*GIVEN TASK:* Print, exactly and completely, every entry in the data.

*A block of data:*
^^^^^^^^^^^^^^^^

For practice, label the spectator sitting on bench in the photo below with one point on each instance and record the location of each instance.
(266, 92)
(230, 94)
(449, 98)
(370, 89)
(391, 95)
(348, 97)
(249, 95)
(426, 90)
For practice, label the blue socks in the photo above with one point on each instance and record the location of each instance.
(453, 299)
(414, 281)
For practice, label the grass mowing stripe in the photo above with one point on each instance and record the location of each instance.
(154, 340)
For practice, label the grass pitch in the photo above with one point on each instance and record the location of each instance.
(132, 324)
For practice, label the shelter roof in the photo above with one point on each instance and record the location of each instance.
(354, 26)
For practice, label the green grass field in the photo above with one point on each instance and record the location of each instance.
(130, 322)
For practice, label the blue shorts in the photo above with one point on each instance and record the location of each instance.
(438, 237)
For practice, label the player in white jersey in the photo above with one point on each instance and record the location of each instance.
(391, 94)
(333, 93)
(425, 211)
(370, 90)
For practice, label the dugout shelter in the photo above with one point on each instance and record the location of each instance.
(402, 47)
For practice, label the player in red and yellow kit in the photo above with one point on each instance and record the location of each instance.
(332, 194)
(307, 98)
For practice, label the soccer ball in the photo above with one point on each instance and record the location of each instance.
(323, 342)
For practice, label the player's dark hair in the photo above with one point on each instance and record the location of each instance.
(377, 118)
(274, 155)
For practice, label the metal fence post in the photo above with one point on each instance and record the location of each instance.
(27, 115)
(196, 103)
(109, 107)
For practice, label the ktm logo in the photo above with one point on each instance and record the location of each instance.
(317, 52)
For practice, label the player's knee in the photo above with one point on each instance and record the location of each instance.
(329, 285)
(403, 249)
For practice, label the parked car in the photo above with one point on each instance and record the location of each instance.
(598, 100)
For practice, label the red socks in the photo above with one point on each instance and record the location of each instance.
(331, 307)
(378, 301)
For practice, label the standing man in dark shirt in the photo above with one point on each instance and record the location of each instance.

^^^^^^^^^^^^^^^^

*EXERCISE ANSWER:*
For practice, label the spectator sitting on bench in the photo below with one point on each instance and record the location of each instance.
(266, 92)
(230, 94)
(449, 98)
(370, 89)
(391, 95)
(348, 97)
(249, 95)
(426, 90)
For practice, label the blue socks in the photo above with one point on each instance and record the location of each instance.
(453, 299)
(414, 281)
For practice, label the grass mowing stripe in the photo above with one point on each instance and record the location of each instance.
(154, 340)
For practice, label the grass pitch in the photo above with one point on each instance and record the location of each instance.
(132, 324)
For practice, label the shelter roof in the photo above with one point on each instance and record the location of each instance.
(354, 26)
For practice, label the green grass field in the photo above with one point on each instance and record the location of each instance.
(130, 322)
For practice, label the blue shorts in the photo above with one point on each instance and record the location of each instance.
(438, 237)
For practice, label the player in white jersey in the photo above with one point on each instance and record the location of each instance.
(391, 94)
(333, 93)
(425, 211)
(370, 90)
For practice, label the dugout shelter in the photo above with one point on each instance and record the location of each instance.
(402, 47)
For practice, label the player in red and yellow kit in the photo above with one point on each instance and record the location of each instance.
(332, 194)
(307, 98)
For practice, label the soccer ball in the photo above with one point on each instance and record the location of each instance.
(323, 342)
For practice, label the player's dark hair in the photo above with one point on each instance and record the location of each instance.
(377, 118)
(274, 155)
For practice, label the metal fence post in the photo above with one point on each instance and record the location of each instance.
(27, 115)
(196, 103)
(109, 107)
For practice, label the ktm logo in the photo above with one point on each instance and record the location of each instance.
(317, 52)
For practice, label the player's knee in the photo above with one point on each instance and record the location of each instance.
(329, 285)
(403, 249)
For practice, label the parked car in the photo above with one point on each instance and record the location of each instance.
(598, 100)
For practice, label the red socks in the photo above with one point on each instance and record the location of each instance.
(331, 307)
(378, 301)
For practice, label the standing man in dark shirt in the photo above with one point on each instance and record the location of each instance.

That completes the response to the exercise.